=== TASK BRIEF ===
Your answer should be one number: the count of lines below that contain "cloud".

# # #

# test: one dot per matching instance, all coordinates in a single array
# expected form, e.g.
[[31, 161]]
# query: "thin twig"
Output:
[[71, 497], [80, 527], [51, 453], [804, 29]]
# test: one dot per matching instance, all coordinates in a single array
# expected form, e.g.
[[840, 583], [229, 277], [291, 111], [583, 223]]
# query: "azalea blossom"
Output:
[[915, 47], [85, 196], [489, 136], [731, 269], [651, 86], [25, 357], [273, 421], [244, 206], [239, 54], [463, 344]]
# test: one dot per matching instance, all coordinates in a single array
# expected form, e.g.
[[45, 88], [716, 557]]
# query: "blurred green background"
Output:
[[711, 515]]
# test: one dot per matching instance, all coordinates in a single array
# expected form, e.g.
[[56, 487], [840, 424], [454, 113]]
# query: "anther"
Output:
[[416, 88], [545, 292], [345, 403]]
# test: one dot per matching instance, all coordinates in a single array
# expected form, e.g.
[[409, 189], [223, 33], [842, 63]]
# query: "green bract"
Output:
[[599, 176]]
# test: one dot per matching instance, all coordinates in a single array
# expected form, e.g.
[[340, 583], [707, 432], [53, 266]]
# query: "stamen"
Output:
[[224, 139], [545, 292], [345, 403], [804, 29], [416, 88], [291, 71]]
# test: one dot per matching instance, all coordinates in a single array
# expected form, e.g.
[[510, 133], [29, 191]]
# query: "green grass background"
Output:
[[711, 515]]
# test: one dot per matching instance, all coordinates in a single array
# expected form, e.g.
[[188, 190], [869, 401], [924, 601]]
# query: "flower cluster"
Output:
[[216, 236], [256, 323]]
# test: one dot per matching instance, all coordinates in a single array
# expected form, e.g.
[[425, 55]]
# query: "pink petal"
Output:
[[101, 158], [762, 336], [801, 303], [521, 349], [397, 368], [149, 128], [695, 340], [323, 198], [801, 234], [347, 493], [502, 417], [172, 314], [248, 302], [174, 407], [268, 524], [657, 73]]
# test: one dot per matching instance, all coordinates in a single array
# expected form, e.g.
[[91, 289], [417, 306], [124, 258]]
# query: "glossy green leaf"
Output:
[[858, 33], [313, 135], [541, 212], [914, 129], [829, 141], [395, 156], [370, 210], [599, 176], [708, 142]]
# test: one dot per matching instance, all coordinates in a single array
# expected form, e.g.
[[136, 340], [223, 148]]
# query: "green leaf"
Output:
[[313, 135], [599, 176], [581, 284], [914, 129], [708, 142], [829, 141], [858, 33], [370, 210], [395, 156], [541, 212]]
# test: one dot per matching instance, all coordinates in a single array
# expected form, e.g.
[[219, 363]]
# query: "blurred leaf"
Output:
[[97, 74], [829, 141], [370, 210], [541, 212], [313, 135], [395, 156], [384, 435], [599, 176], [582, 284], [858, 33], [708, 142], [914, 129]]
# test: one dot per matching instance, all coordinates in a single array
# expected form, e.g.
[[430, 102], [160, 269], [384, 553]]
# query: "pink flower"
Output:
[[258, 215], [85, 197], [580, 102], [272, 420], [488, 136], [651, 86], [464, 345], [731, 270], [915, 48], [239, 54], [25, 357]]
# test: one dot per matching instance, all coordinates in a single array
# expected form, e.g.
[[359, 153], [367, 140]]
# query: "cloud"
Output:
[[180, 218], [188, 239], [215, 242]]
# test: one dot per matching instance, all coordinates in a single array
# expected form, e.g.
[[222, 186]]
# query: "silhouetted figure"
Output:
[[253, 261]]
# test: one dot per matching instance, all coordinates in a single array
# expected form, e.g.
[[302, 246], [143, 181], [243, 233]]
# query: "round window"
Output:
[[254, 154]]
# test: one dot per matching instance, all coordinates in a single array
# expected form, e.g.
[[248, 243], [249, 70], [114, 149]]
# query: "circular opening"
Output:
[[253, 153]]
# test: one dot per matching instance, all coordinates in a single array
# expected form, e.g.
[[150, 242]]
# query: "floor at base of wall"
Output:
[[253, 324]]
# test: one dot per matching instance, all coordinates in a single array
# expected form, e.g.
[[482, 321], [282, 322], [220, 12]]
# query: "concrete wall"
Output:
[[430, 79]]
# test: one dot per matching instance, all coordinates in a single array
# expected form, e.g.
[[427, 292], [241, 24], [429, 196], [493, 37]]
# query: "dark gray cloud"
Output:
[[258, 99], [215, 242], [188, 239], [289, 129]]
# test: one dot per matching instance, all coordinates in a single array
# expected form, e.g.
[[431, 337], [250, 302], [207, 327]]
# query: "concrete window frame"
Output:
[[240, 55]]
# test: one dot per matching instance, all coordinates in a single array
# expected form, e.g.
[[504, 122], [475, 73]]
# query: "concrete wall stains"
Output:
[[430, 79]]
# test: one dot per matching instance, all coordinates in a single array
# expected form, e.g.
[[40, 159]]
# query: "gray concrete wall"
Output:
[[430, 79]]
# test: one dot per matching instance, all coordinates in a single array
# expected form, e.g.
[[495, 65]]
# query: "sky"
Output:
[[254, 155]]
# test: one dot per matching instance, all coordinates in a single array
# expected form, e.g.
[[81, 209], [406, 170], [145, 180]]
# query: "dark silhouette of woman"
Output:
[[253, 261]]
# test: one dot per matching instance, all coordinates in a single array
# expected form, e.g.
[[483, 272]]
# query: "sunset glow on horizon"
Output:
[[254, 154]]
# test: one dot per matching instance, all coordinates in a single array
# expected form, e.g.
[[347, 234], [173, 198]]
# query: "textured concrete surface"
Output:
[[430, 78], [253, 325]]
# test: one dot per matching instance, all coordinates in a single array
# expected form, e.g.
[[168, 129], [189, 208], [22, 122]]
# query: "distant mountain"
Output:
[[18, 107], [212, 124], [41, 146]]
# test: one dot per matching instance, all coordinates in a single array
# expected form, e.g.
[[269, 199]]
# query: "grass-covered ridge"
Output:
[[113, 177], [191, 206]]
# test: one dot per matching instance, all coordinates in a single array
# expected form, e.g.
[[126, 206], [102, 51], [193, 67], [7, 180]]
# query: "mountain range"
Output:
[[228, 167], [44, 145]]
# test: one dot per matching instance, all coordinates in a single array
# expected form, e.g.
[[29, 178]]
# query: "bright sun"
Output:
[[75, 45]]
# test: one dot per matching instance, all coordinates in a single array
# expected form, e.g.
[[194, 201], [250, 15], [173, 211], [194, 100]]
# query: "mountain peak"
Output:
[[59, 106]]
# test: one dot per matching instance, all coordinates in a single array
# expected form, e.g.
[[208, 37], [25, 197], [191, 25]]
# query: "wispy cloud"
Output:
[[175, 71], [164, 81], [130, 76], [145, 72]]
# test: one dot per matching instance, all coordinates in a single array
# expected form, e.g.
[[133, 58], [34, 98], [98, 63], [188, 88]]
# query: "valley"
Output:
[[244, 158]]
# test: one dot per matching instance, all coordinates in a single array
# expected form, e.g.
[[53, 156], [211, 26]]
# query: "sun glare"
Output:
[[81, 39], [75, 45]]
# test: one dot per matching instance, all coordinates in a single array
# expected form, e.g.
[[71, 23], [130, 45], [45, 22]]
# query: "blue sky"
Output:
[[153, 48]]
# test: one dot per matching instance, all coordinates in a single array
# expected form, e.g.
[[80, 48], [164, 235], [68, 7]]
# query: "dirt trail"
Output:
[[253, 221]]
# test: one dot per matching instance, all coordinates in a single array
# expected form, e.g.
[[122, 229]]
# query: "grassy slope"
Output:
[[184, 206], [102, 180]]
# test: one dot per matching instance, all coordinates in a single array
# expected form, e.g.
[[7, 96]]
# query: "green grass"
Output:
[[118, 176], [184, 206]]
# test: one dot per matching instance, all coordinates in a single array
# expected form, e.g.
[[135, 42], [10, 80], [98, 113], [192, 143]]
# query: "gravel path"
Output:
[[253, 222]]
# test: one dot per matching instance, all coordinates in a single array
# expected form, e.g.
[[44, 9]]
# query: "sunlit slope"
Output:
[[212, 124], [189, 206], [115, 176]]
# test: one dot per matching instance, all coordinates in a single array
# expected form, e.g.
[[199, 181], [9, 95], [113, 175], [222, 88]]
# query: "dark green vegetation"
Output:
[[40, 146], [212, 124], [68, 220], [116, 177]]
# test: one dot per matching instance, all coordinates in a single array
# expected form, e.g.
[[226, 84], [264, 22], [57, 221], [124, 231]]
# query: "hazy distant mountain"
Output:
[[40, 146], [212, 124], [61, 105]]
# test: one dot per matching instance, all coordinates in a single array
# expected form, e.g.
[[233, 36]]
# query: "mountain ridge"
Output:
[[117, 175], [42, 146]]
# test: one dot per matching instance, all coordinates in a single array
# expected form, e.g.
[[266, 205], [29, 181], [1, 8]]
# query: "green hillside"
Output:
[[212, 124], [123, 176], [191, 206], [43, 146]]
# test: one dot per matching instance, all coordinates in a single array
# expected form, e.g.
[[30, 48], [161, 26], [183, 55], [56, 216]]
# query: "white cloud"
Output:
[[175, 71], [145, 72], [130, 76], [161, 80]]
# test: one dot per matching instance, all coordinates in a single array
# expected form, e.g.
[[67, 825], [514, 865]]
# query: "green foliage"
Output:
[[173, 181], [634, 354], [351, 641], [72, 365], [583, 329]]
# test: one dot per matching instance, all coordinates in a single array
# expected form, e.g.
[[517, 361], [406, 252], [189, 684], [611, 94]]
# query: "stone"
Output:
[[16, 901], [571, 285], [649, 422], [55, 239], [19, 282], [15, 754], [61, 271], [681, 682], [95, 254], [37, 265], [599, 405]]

# # #

=== ANSWER TO THIS EXERCISE ===
4